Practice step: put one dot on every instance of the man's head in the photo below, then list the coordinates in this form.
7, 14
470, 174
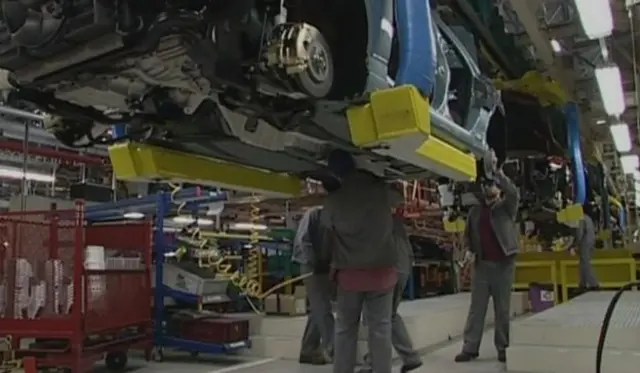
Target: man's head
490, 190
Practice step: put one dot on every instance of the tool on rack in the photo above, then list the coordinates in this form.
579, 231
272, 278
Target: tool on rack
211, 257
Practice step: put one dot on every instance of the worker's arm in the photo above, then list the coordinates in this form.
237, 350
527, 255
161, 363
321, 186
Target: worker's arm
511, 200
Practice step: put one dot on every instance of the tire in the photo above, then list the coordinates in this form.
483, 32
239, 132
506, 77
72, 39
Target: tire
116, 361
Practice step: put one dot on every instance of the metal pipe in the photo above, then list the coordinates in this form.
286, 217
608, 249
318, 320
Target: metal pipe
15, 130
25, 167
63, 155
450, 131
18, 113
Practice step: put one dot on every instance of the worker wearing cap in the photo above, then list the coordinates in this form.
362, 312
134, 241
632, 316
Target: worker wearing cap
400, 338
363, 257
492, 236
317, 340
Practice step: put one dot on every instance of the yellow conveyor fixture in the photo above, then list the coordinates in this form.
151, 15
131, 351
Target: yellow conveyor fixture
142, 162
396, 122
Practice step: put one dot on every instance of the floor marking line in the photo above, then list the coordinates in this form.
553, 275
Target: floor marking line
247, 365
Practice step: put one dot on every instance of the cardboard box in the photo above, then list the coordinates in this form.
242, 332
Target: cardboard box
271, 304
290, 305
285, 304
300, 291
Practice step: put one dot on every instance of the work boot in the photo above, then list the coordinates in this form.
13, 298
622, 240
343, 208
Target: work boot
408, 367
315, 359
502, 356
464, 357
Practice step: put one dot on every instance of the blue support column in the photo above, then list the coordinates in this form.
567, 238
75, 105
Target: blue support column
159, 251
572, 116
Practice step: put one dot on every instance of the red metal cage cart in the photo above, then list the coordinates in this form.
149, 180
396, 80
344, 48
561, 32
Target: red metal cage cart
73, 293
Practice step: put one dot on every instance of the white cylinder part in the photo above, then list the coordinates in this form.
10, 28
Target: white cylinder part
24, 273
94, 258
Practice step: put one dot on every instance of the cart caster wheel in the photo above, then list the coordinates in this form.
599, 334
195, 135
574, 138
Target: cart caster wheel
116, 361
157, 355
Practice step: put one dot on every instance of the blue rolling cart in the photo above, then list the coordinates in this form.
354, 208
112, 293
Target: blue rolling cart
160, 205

==

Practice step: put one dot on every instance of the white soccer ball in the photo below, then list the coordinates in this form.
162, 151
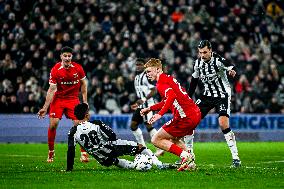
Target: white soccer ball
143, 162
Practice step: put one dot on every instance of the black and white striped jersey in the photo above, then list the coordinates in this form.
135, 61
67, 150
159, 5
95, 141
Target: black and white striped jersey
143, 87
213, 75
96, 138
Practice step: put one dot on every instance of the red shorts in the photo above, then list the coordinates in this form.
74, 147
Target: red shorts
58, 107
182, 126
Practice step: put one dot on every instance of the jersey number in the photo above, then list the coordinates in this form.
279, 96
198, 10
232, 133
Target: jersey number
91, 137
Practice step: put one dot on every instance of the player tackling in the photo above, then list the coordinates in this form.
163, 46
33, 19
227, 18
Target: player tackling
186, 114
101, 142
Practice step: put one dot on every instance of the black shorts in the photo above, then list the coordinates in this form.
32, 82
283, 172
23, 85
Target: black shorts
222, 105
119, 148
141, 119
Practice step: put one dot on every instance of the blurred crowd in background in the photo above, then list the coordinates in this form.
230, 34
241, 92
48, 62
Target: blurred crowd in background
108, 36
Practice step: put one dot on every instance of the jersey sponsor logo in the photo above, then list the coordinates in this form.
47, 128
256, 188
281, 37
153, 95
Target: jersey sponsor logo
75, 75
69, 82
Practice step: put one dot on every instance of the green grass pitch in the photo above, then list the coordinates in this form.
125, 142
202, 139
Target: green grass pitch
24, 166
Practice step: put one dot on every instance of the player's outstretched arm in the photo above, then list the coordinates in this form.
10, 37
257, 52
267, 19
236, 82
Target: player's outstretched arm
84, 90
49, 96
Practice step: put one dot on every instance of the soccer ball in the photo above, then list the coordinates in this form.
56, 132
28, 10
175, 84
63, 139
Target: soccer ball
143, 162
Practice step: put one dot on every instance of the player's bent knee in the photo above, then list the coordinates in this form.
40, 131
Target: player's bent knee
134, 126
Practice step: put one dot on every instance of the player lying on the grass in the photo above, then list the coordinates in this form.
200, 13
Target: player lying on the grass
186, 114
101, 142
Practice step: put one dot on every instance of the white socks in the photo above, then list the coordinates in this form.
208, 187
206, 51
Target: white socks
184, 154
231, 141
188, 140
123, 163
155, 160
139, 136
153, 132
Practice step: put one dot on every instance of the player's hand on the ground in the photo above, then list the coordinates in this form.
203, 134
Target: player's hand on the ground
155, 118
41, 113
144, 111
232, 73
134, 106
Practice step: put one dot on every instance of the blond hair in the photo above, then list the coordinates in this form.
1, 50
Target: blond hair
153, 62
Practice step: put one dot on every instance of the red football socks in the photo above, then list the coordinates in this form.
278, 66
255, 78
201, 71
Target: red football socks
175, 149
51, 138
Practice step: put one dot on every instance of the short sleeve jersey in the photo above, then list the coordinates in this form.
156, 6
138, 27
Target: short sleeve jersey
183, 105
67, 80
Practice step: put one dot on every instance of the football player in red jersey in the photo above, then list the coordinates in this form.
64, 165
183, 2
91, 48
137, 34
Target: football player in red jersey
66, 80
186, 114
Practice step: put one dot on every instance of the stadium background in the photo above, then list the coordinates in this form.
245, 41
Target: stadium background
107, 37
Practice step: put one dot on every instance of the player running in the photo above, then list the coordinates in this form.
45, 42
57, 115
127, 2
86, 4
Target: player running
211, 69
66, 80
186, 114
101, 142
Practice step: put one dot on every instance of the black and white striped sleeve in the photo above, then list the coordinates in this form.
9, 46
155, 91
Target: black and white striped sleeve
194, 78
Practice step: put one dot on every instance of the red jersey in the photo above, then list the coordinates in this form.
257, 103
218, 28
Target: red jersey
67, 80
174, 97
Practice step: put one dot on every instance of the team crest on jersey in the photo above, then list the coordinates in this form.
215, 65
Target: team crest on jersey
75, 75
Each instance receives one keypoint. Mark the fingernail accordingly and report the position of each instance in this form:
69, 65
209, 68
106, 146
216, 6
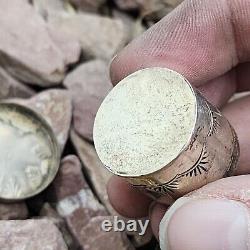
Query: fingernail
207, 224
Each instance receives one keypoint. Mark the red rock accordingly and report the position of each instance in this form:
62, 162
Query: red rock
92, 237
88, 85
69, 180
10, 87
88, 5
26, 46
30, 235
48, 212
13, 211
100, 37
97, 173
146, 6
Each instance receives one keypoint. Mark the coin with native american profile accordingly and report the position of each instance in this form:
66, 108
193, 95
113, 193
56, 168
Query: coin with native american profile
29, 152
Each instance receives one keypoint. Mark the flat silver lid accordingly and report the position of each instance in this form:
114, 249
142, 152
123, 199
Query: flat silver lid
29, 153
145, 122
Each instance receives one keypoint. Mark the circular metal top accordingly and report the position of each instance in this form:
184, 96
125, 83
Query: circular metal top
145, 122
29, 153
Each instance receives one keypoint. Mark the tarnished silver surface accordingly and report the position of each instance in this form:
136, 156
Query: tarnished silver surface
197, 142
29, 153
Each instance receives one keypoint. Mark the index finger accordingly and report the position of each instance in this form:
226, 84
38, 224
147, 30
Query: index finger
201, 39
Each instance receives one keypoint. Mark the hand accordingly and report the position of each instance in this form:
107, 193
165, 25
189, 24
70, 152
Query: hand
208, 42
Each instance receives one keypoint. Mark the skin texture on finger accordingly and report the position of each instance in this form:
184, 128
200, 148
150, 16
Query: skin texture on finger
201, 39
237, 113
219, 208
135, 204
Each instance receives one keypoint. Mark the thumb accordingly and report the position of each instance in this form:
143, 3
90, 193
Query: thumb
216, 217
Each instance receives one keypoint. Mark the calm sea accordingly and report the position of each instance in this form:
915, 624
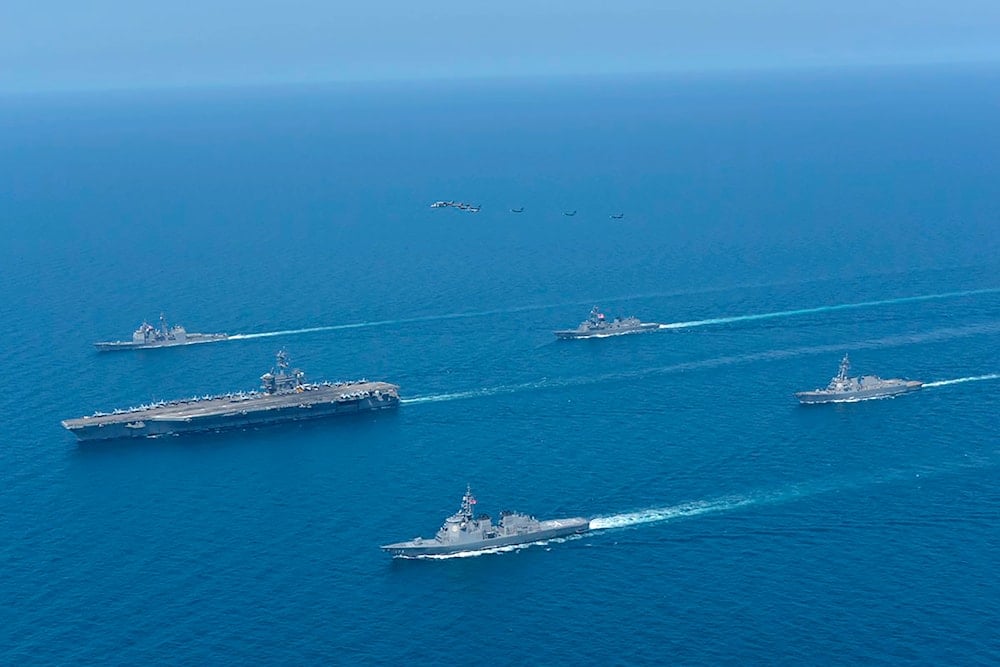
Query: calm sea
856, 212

▶ EXERCISE OBJECTIVE
Pull out each line of the data above that contains the string "crowd". Case matters, so a line counts only when its letters match that case.

▶ SOLVED PROBLEM
Practice step: put one dot on every instance of the blurred crowd in background in the photo above, then list the coordinates in this form.
Target: blurred crowd in background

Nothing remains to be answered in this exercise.